DOCUMENT TEXT:
************

Scale Up Rok etcd¶

This guide will walk you through increasing the size of your Rok etcd cluster by introducing one additional member. For adding more members, simply follow the guide again.

Important

To withstand a node failure, use a cluster with at least three members. We highly recommend you use an odd number of members and no more than seven members.

What You’ll Need ¶

A configured management environment.
Your clone of the Arrikto GitOps repository.
An existing Kubernetes cluster.
An existing Rok deployment.

Check Your Environment ¶

Retrieve the endpoints of all etcd cluster members:

root@rok-tools:~/ops/deployments# export ETCD_ENDPOINTS=$(kubectl \ > exec -ti -n rok sts/rok-etcd -- etcdctl member list -w json \ > | jq -r '.members[].clientURLs[]' | paste -sd, -)
Ensure that the etcd cluster is currently healthy. Inspect the etcd endpoints and verify that the HEALTH field is true for all endpoints:

root@rok-tools:~/# kubectl exec -ti -n rok sts/rok-etcd -c etcd -- \ > etcdctl --endpoints ${ETCD_ENDPOINTS?} endpoint health -w table +--------------------------------------+--------+------------+-------+ | ENDPOINT | HEALTH | TOOK | ERROR | +--------------------------------------+--------+------------+-------+ | rok-etcd-0.rok-etcd-cluster.rok:2379 | true | 9.302141ms | | | rok-etcd-1.rok-etcd-cluster.rok:2379 | true | 9.302141ms | | +--------------------------------------+--------+------------+-------+

Procedure ¶

Go to your GitOps repository, inside your rok-tools management environment:

root@rok-tools:~# cd ~/ops/deployments
Retrieve the current size of the etcd cluster:

root@rok-tools:~/ops/deployments# export ETCD_CLUSTER_SIZE=$(kubectl get sts \ > -n rok rok-etcd -o jsonpath="{.spec.replicas}") \ > && echo ${ETCD_CLUSTER_SIZE?} 2
Set the name of the new etcd member:

root@rok-tools:~/ops/deployments# export \ > NAME=rok-etcd-${ETCD_CLUSTER_SIZE?}.rok-etcd-cluster.rok
Set the URL of the new etcd member:

root@rok-tools:~/ops/deployments# export \ > PEER_URL=http://rok-etcd-${ETCD_CLUSTER_SIZE?}.rok-etcd-cluster.rok:2380
Add a new member to the etcd cluster:

root@rok-tools:~/ops/deployments# kubectl exec -ti -n rok sts/rok-etcd -c etcd -- \ > etcdctl member add --learner ${NAME?} --peer-urls ${PEER_URL?} Member 49a1544e41ae84e4 added to cluster 844c2991de84c0b ETCD_NAME="rok-etcd-2.rok-etcd-cluster.rok" ETCD_INITIAL_CLUSTER="rok-etcd-2.rok-etcd-cluster.rok=http://rok-etcd-2.rok-etcd-cluster.rok:2380,rok-etcd-1.rok-etcd-cluster.rok=http://rok-etcd-1.rok-etcd-cluster.rok:2380" ETCD_INITIAL_ADVERTISE_PEER_URLS="http://rok-etcd-2.rok-etcd-cluster.rok:2380" ETCD_INITIAL_CLUSTER_STATE="existing"

************

DATA PROVIDED:
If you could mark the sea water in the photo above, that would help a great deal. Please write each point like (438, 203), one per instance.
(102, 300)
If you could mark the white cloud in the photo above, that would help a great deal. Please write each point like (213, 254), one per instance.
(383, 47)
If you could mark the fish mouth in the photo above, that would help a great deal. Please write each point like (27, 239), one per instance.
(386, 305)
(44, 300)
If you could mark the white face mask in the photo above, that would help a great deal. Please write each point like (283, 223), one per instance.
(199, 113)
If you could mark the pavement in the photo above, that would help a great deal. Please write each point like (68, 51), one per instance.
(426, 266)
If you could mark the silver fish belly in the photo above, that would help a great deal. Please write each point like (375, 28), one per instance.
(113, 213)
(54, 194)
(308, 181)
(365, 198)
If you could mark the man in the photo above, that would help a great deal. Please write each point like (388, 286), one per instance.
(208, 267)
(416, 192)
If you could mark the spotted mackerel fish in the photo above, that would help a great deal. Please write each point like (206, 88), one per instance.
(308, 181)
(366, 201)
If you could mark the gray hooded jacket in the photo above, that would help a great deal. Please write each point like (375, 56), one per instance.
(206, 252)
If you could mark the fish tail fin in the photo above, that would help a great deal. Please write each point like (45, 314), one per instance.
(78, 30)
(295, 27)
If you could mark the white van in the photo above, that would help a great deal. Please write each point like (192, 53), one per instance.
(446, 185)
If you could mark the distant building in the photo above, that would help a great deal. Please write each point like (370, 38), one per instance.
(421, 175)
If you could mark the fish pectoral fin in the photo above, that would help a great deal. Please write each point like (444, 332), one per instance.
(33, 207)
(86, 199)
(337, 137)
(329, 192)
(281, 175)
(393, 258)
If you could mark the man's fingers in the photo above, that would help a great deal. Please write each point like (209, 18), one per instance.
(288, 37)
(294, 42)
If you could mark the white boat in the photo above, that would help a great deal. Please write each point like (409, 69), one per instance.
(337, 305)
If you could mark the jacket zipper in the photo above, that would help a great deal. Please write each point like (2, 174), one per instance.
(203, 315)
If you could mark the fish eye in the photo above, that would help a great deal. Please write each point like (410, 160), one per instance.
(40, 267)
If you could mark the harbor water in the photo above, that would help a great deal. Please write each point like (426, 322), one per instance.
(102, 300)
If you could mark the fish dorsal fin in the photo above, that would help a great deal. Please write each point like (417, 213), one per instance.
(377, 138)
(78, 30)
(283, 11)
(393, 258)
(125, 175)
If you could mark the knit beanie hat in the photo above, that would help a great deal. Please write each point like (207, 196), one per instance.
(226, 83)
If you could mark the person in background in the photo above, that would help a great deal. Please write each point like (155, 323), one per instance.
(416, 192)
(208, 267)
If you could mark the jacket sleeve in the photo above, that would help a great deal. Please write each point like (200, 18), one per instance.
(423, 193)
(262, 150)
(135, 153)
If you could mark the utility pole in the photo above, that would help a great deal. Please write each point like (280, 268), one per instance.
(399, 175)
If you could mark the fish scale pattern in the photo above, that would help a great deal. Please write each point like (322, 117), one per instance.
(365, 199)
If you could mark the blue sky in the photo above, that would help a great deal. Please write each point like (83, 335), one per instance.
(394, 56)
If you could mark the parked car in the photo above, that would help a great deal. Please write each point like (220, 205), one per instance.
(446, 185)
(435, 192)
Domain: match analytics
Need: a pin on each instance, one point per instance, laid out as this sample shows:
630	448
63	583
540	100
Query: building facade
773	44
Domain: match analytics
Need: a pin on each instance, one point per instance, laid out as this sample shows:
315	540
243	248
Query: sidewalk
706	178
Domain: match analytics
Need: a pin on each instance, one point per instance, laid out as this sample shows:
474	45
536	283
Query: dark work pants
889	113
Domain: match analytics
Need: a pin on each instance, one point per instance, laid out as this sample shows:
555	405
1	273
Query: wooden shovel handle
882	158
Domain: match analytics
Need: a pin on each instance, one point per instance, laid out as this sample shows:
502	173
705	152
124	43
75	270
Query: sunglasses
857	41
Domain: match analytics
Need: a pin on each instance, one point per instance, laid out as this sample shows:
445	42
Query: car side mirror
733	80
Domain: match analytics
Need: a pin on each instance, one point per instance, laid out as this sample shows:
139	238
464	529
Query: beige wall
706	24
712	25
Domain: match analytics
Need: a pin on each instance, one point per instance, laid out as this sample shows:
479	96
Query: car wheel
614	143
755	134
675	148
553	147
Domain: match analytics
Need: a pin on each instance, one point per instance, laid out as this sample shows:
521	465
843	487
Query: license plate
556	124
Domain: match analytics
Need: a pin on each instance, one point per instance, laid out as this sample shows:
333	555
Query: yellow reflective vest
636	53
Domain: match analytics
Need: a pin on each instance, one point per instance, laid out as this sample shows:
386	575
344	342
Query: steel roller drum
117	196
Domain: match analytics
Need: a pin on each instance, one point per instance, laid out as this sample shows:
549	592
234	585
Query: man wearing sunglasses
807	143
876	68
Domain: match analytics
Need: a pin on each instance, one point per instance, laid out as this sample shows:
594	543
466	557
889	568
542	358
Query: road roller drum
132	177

************

TASKS FOR THIS EXERCISE:
(a) Name every prerequisite that the etcd scaling guide lists under its "What You'll Need" heading.
(b) Render this sentence from the etcd scaling guide in Spanish: "To withstand a node failure, use a cluster with at least three members."
(c) Print the etcd scaling guide's text starting at "What You’ll Need" and ending at "existing Rok deployment.".
Rely only on the etcd scaling guide for what comes next; the listing plays no part.

RESPONSES FOR EACH TASK:
(a)
- A configured management environment.
- Your clone of the Arrikto GitOps repository.
- An existing Kubernetes cluster.
- An existing Rok deployment.

(b) Para soportar el fallo de un nodo, utilice un clúster con al menos tres miembros.

(c)
What You’ll Need ¶

A configured management environment.
Your clone of the Arrikto GitOps repository.
An existing Kubernetes cluster.
An existing Rok deployment.